━━━━━ Teks Bacaan

Notification

×

Kategori Berita

Cari Berita

Iklan

Dugaan Pungli di Balik PTSL Silakkidir: Biaya Capai Ratusan Juta, Sejarah Tanah Diduga Dikaburkan

Jumat, 18 Juli 2025 | Jumat, Juli 18, 2025 WIB | 0 Views Last Updated 2025-07-17T17:10:06Z

 



CNEWS - SIMALUNGUN  – Penyerahan sertifikat program Pendaftaran Tanah Sistematis Lengkap (PTSL) tahun 2024–2025 kepada warga Dusun III, Nagori Silakkidir, Kecamatan Huta Bayu Raja, Kabupaten Simalungun, Sumatera Utara, menuai kontroversi. Di balik keberhasilan formal penyerahan 62 sertifikat, muncul dugaan pungutan liar (pungli) dan pengaburan sejarah kepemilikan lahan.



Program yang seharusnya memberikan kepastian hukum bagi masyarakat itu justru menimbulkan polemik setelah warga mengaku dibebani biaya tinggi, berkisar antara Rp8 juta , Rp 20 juta hingga Rp33 juta per sertifikat jika di kalkulasi keseluruhan dari 62 sertifikat mencapai hingga ratusan juta rupiah . Padahal, biaya resmi PTSL sesuai ketentuan nasional dari BPN hanya Rp450.000 per persil.


1. Bukti kwitansi pengutipan terhadap warga desa SILAKKIDIR untuk pengurusan PTSL  BPN Simalungun


Penyerahan sertifikat dilakukan secara simbolis oleh Camat Huta Bayu Raja, Ferry Risdoni Sinaga, didampingi Pangulu Nagori Silakkidir, Heplin Marpaung, serta Babinsa dan Babinkamtibmas dan tokoh masyarakat. Pangulu menyebut total ada 305 titik tanah yang diusulkan, dan baru 62 bidang yang diterbitkan sertifikatnya (56 manual, 6 elektronik). Ia menyatakan kendala administratif akibat pergantian pejabat sebagai alasan keterlambatan.

━━━━━━━━━━
━━━━━ Entri yang Ditampilkan

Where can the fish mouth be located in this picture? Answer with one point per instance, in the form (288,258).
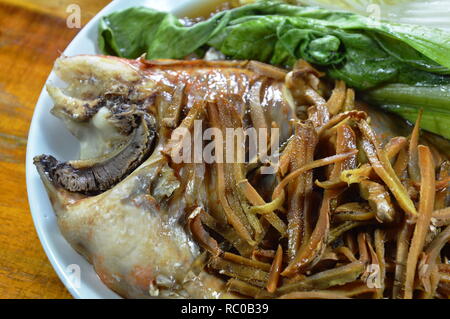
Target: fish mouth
(117,132)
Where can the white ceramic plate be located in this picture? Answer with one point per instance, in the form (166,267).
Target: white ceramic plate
(48,135)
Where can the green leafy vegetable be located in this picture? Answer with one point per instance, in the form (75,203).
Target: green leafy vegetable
(367,55)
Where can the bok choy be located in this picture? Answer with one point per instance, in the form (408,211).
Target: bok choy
(399,67)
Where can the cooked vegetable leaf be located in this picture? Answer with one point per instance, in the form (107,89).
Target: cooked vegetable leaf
(363,53)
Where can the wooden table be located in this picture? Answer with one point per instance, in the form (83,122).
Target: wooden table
(33,33)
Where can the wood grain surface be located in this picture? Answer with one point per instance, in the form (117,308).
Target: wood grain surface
(33,33)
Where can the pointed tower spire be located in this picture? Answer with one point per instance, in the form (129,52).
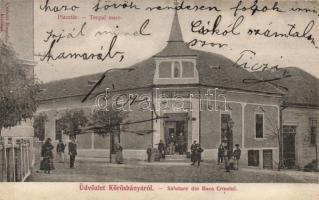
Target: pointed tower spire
(176,47)
(176,32)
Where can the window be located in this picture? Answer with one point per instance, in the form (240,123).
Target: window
(267,159)
(253,158)
(165,70)
(188,69)
(177,70)
(259,125)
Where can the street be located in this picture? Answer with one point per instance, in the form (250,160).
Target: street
(141,171)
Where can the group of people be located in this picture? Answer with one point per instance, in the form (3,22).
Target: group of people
(46,163)
(47,154)
(231,159)
(176,144)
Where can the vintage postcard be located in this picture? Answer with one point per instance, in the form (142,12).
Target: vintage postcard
(159,99)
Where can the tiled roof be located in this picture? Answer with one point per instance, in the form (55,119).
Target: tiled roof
(214,70)
(303,88)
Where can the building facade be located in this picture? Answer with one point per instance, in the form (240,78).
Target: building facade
(181,92)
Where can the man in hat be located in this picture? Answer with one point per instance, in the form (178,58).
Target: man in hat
(72,151)
(236,154)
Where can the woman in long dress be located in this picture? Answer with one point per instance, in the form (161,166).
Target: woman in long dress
(47,155)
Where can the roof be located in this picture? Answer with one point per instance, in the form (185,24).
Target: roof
(302,87)
(214,70)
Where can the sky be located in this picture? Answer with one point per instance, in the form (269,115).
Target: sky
(284,52)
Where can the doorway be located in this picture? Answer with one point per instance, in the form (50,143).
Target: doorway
(226,131)
(289,156)
(175,133)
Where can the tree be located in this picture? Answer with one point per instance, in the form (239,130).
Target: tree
(17,90)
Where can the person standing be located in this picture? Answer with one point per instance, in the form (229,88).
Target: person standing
(72,151)
(220,153)
(171,143)
(236,154)
(119,154)
(226,159)
(47,155)
(161,149)
(60,150)
(180,143)
(193,150)
(149,153)
(198,155)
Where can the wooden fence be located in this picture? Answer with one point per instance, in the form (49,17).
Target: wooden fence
(16,158)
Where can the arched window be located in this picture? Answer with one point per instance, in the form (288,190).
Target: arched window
(177,70)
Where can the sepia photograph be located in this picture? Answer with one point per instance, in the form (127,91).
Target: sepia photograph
(124,95)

━━━━━━━━━━

§ Daftar Tugas
1: Tulis ulang bagian teks bacaan dari "CNEWS - SIMALUNGUN  –" sampai "Rp450.000 per persil.", lalu ubah "warga" menjadi "penduduk".
2: Sebutkan semua wilayah yang disebut teks bacaan sebagai alamat warga penerima sertifikat PTSL, mulai dari dusun sampai provinsi.
Kerjakan hanya berdasarkan teks bacaan.

§ Jawaban Tugas
1:
CNEWS - SIMALUNGUN  – Penyerahan sertifikat program Pendaftaran Tanah Sistematis Lengkap (PTSL) tahun 2024–2025 kepada penduduk Dusun III, Nagori Silakkidir, Kecamatan Huta Bayu Raja, Kabupaten Simalungun, Sumatera Utara, menuai kontroversi. Di balik keberhasilan formal penyerahan 62 sertifikat, muncul dugaan pungutan liar (pungli) dan pengaburan sejarah kepemilikan lahan.



Program yang seharusnya memberikan kepastian hukum bagi masyarakat itu justru menimbulkan polemik setelah penduduk mengaku dibebani biaya tinggi, berkisar antara Rp8 juta , Rp 20 juta hingga Rp33 juta per sertifikat jika di kalkulasi keseluruhan dari 62 sertifikat mencapai hingga ratusan juta rupiah . Padahal, biaya resmi PTSL sesuai ketentuan nasional dari BPN hanya Rp450.000 per persil.

2: Dusun III, Nagori Silakkidir, Kecamatan Huta Bayu Raja, Kabupaten Simalungun, Sumatera Utara